** SUPPLIED RECORDS follows **

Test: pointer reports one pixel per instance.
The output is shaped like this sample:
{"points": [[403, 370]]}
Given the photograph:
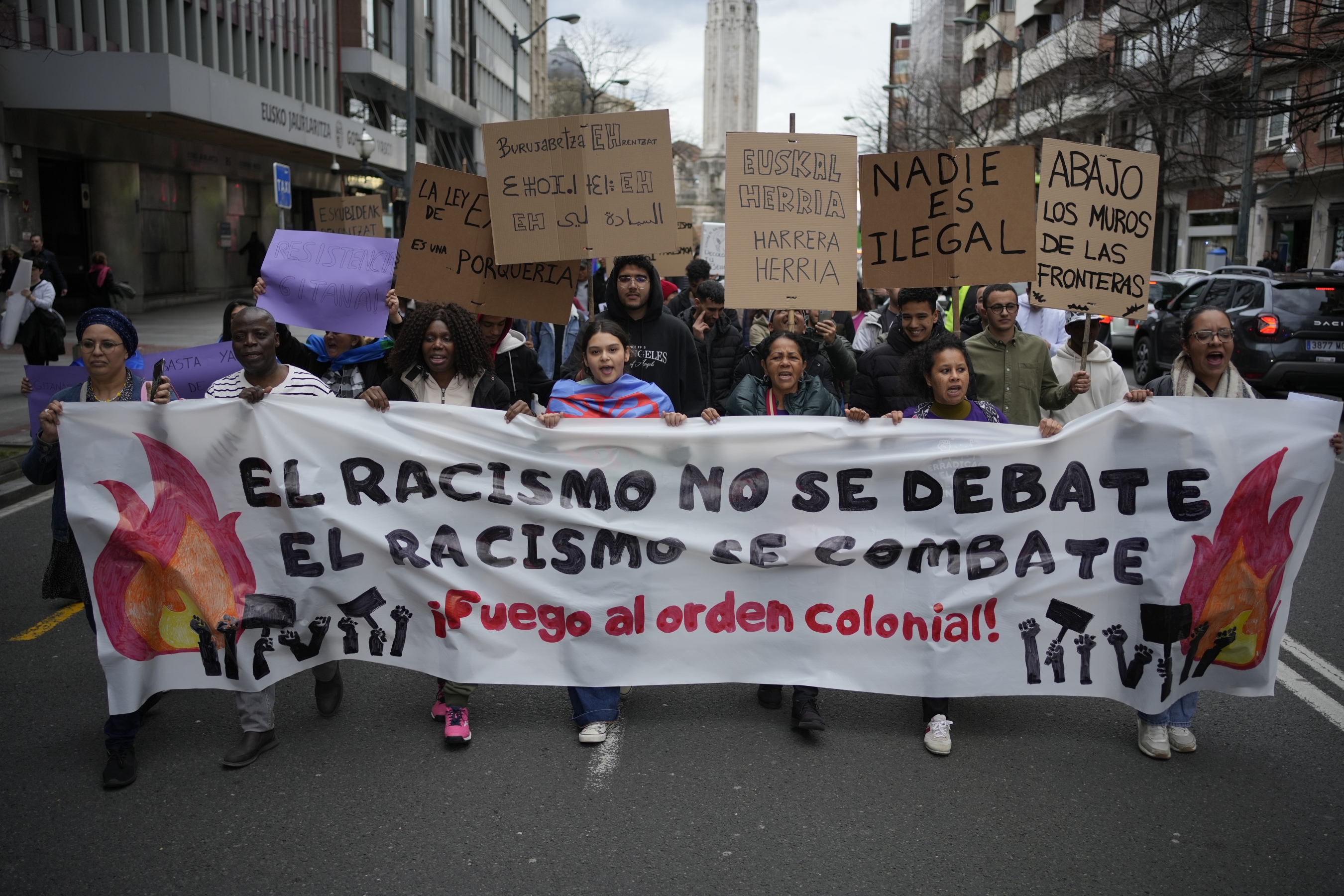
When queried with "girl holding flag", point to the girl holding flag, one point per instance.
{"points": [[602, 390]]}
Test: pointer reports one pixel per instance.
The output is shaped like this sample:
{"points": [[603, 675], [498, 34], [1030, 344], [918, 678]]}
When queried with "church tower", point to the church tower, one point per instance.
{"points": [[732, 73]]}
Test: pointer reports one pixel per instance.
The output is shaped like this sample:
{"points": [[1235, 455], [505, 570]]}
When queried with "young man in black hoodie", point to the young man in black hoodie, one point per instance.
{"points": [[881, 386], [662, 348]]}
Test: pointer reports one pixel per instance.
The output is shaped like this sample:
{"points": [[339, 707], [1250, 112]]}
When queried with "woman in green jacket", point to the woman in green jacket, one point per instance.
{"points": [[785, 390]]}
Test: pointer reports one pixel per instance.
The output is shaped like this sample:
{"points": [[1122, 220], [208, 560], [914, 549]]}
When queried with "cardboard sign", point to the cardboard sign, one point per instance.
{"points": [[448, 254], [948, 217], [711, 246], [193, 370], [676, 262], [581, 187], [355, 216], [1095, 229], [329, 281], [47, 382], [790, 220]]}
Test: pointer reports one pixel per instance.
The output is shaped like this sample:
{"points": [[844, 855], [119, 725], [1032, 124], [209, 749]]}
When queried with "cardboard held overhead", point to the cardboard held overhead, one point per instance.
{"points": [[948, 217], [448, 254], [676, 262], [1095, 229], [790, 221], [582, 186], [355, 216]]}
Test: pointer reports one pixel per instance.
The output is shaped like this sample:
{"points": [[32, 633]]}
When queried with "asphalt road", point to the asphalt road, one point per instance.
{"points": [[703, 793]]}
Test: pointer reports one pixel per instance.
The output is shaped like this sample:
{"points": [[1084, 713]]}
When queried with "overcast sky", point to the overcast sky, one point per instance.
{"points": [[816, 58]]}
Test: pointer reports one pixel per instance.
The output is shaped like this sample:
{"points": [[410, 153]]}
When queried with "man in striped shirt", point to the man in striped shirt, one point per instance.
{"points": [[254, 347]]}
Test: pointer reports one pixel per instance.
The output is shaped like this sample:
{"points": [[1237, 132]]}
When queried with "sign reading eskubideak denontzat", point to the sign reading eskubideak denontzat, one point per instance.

** End of SUPPLIED RECORDS **

● WHAT IS BEING ASKED
Copy out all the records exactly as they read, and omit the pictures.

● EXERCISE RESPONSE
Test: pointer reports one pixel per instance.
The output is shaped like this sample:
{"points": [[403, 370]]}
Given the photograph:
When queried with "girl holding flag", point to the girl holding flag, one point per instance.
{"points": [[602, 390]]}
Test: pointer reports one pixel per instance.
The output is shaped like this sample:
{"points": [[603, 675], [498, 34], [1030, 344], [918, 678]]}
When queried with "church tower", point to the church tower, one point per instance.
{"points": [[732, 73]]}
Test: pointer reports one pixel per instance.
The output is shaped like this sample:
{"points": [[1235, 455], [505, 570]]}
When queried with "young man in black hoodie", point to the young man in black hoodie, one point per instance.
{"points": [[881, 386], [662, 348]]}
Test: pointer reports one pixel per instance.
The output is shaped like this sample:
{"points": [[339, 707], [1250, 112]]}
When queried with "woman in green jacket", point to the woman in green jacket, one point per instance.
{"points": [[785, 390]]}
Test: pointer reports one pixel per instance.
The output is shaped like this sample:
{"points": [[1122, 220], [208, 560], [914, 549]]}
When queried with "cardboard sign", point to the cardboard sign, one point per instance.
{"points": [[448, 254], [948, 217], [711, 246], [193, 370], [676, 262], [581, 187], [355, 216], [1095, 229], [329, 281], [47, 382], [790, 220]]}
Test: pointer reports one pixel per instance.
The output is shaped like this sample:
{"points": [[844, 855], [119, 725], [1032, 124], [209, 749]]}
When queried with "cardboard held overhead", point to the cardboard held overhead, one point per instance.
{"points": [[948, 217], [448, 254], [676, 262], [1095, 229], [790, 221], [582, 186], [355, 216]]}
Test: pointer reports one pixel per instance.
The output is shaped like this sample:
{"points": [[32, 633]]}
When queried with "asphalt road", point to the asphalt road, one point per instance.
{"points": [[703, 793]]}
Test: pointer reports one pixel per instance.
The output is shaped like this sample:
{"points": [[1084, 713]]}
When queried with "overcast sky", point to the overcast sky, one point per instance.
{"points": [[816, 58]]}
Test: pointer reports one pixel per instance.
The output is shaped like this sample:
{"points": [[410, 153]]}
When queried with "man in striped shirt", point to the man in striped shirt, one point per instance.
{"points": [[254, 347]]}
Test: pointer reports one pixel per instance.
The output is shaped like this sample:
{"points": [[1237, 132]]}
When queried with "sign reading eskubideak denontzat", point to the sign reading eskubideak denontzat, one point per instance.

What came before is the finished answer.